PROBLEM STATEMENT:
Set down each line of the data below exactly.
BEGIN SOURCE RECORDS
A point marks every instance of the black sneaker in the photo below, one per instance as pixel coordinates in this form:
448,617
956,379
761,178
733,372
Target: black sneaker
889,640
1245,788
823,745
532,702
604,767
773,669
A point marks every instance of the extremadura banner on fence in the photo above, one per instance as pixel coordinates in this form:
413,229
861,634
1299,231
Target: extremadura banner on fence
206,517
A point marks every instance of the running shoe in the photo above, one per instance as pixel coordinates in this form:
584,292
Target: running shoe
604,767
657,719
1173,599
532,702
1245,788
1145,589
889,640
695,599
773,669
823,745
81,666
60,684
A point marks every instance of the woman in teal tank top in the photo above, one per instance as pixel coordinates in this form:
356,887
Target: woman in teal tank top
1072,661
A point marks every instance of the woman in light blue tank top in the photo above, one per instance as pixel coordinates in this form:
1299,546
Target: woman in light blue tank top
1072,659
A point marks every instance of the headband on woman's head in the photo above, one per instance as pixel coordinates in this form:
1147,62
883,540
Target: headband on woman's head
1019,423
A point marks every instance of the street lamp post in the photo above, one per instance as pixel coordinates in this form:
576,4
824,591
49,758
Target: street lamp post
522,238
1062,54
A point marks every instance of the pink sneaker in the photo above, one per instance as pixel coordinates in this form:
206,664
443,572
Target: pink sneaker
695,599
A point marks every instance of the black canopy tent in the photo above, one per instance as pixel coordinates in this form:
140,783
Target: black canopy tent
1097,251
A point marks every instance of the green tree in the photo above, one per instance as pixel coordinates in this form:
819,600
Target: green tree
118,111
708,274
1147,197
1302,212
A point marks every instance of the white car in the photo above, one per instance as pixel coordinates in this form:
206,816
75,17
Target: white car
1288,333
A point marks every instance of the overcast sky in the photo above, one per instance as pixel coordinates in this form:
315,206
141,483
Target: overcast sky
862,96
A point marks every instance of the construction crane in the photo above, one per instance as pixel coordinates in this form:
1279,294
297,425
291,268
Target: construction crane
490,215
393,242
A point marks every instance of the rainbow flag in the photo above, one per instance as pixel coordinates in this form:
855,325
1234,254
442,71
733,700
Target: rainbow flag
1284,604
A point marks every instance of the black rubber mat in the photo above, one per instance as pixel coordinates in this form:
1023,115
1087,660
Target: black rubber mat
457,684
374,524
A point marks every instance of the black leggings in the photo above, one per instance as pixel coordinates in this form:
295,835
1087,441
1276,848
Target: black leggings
END SOURCE RECORDS
EXPECTED ANSWER:
A point marks every instance of the black sneaker in the photo below, one per instance as pixel coordinates in this form:
448,617
956,379
761,178
733,372
Target: black sneaker
889,640
1245,788
823,745
532,702
604,767
773,669
A point marks every instance of the extremadura banner on fence in the photo above, one per instance as pixel coordinates in this form:
413,229
861,634
1299,231
Target: extremadura banner on fence
206,517
A point marks every instance of the running shoe in the photo above, one per instance as pixel coordinates in this form:
584,292
Target: running shoe
604,767
657,719
1173,599
532,702
1245,788
1145,589
889,640
695,599
773,669
823,745
81,666
60,684
A point marks every instance of the woman in teal tank top in the photo above, one per instance as pixel coordinates in this form:
356,887
Target: woman in teal tank top
1072,661
A point marks every instance of the woman in light blue tank top in the photo above, one per instance as pixel coordinates in this form:
1299,546
Target: woman in light blue tank top
1072,659
A point marks every instance of the headband on woman's head in the photo above, one per instance as pixel coordinates in this form:
1147,62
883,540
Target: headband on woman's head
1019,423
A point marks every instance of the street lamp post in the photo above, one per instance as pixel coordinates in this form:
576,4
824,591
49,758
Target: street lamp post
522,238
1062,54
A point marks every instance of the pink sneaker in the photo above, one per instance as pixel coordinates in this form:
206,664
443,572
Target: pink sneaker
695,599
A point marks every instance of the black canopy tent in the photo above, one per instance as pixel coordinates in this form:
140,783
Target: black canopy tent
1097,251
A point marks every instance of the green tree in the photo above, one per instance as pixel coordinates in this form:
819,600
Target: green tree
118,111
708,274
1147,197
1302,212
A point marks every instance of the white car in the photo above, one per instance as pixel coordinates in this form:
206,816
75,17
Target: white car
1288,333
A point marks every instance of the overcast sky in the photo above, one per instance as pixel coordinates in this form:
315,206
141,483
Target: overcast sky
862,96
A point marks every instance of the construction crane in the photo above, one per instance as pixel coordinates in this form:
1279,294
297,425
291,268
Target: construction crane
490,215
393,242
A point marks every instance of the rainbow flag in the photo above, one per instance as pixel coordinates in this form:
855,325
1234,254
442,71
733,700
Target: rainbow flag
1284,604
A point marks every instance of the black rubber mat in the photo above, one per instance as pixel coordinates in this form:
1023,115
1087,660
Target: black rubber mat
457,684
374,524
A point marks every instance of the black leggings in the photo above, one per instance as pixel coordinates in this form:
295,835
1087,441
1276,848
Target: black leggings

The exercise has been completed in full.